EXERCISE OBJECTIVE: In the text below about an American Studies director and a DC day laborer project, list every subject it names as having a lot of misinformation for day laborers.

EXTRACT PROVIDED:
[Start of section]

Director of American Studies

Mary Ellen Curtin has a Ph.d from Duke University and is a historian of modern African American and women’s social and political history. Her first book Black Prisoners and Their World documented the experiences of black convict laborers in the South after emancipation. Her next book on the life of Barbara Jordan, the first first black woman from the South elected to Congress, will be published with the University of Pennsylvania Press. Her review article on recent books in prison history will appear in the upcoming edition of the journal Labor and she also has an article in a new anthology entitled The Problem of Punishment. She worked as a consultant, and was interviewed for, the upcoming (Spring 2012) PBS documentary Slavery by Another Name, a history of African Americans and forced labor in the South.



DC Low Wage Workers and Latino Immigrants: Histories That Matter

The immigrant community in DC in general and the day laborers and Afro-Latinos in particular, unlike other groups, stand in plain sight, yet they continue to be invisible even as they embody the nowadays popular stereotype of an undesirable immigrant who, among other things, comes from Mexico, is undocumented, “steal our jobs”, and will unlikely assimilate into US society. Trabajadores Unidos de Washington, DC (TUWDC) has provided much needed respite for the day laborers through various programs intended to improve their everyday lives. The day laborer community is a key participant in the economic, social, political and cultural life of DC. As such, with the Humanities Truck, we intend to document hard to count populations” (by the Census Bureau) specifically, day laborer and Afro-Latino immigrant lives. These communities are missing out on the benefits of policies, representation, investments and services—health, education, housing—associated with being counted; their living conditions and specific needs are often not known; the potential contributions are mostly ignored. By conducting research (archival and current), making short documentaries that trace the lives of day laborers and Afro-Latinos in DC, and itinerant exhibits and drop in the Truck interviews, these populations will have well deserved visibility amongst themselves and extended community. Also, this year, we will create the Teatro Jornalero/Day Laborer Theater, similar to the Teatro campesino popularized in the late 1960s by Luis Valdez. There is a lot of misinformation regarding rights and duties of the day laborers, the latest migration laws, housing, wage theft, or medical care. Having the Truck as a platform, the Teatro Jornalero presents a valuable opportunity to reach sometimes hard to reach audiences.

[End of section]

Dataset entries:
[Start of section]

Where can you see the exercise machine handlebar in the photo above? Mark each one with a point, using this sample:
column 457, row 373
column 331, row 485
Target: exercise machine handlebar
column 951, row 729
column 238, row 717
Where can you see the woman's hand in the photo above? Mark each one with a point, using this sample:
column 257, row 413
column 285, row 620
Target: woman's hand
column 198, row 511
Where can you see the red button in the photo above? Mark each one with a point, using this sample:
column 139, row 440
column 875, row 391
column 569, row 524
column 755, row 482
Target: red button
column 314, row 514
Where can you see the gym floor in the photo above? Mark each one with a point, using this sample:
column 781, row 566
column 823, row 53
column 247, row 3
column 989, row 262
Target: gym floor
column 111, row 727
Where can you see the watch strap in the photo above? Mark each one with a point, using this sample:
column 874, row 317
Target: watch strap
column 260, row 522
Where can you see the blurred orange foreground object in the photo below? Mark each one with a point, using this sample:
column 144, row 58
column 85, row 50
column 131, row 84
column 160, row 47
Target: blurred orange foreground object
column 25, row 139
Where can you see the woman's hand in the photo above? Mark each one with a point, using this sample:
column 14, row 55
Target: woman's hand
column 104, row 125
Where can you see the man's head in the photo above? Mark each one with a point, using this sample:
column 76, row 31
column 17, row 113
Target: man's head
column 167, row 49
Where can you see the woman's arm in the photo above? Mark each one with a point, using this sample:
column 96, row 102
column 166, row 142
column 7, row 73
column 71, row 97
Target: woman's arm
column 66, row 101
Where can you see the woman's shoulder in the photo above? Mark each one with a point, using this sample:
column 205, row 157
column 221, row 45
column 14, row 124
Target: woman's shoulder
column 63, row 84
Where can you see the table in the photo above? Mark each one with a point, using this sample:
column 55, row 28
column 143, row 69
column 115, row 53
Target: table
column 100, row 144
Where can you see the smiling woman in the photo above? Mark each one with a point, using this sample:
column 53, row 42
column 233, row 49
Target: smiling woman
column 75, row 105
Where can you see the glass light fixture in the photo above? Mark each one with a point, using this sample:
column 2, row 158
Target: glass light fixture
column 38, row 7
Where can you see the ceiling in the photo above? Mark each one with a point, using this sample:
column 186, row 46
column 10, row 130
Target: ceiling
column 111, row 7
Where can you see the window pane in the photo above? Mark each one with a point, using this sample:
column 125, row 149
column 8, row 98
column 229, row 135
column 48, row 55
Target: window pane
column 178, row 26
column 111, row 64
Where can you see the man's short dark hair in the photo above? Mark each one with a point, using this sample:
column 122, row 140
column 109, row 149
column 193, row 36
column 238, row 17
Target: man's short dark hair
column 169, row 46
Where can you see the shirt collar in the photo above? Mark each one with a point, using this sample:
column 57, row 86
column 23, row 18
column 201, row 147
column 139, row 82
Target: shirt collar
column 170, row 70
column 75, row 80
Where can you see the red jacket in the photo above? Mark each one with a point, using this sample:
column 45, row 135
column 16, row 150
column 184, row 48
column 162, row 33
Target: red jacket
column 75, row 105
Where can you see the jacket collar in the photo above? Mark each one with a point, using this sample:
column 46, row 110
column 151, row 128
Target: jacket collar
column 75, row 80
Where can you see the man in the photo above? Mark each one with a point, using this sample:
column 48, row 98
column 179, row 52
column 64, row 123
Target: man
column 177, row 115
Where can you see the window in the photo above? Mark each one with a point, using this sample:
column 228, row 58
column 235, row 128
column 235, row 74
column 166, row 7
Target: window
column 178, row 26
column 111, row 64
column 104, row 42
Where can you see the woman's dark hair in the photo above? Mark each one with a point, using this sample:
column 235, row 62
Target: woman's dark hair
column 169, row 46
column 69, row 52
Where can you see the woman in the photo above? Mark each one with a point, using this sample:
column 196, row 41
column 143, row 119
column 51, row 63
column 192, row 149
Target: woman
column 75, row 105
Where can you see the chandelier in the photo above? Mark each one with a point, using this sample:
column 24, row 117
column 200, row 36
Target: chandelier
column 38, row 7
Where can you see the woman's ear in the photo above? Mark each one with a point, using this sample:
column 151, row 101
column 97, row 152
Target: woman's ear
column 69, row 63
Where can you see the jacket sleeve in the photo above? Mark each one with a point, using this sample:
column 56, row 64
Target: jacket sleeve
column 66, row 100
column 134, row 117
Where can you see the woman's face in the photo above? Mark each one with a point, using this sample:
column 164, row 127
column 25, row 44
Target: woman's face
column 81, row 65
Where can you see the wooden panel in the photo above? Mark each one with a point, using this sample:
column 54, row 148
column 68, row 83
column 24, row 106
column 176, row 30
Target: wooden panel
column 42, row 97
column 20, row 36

[End of section]

OUTPUT OF THE EXERCISE:
- rights and duties of the day laborers
- the latest migration laws
- housing
- wage theft
- medical care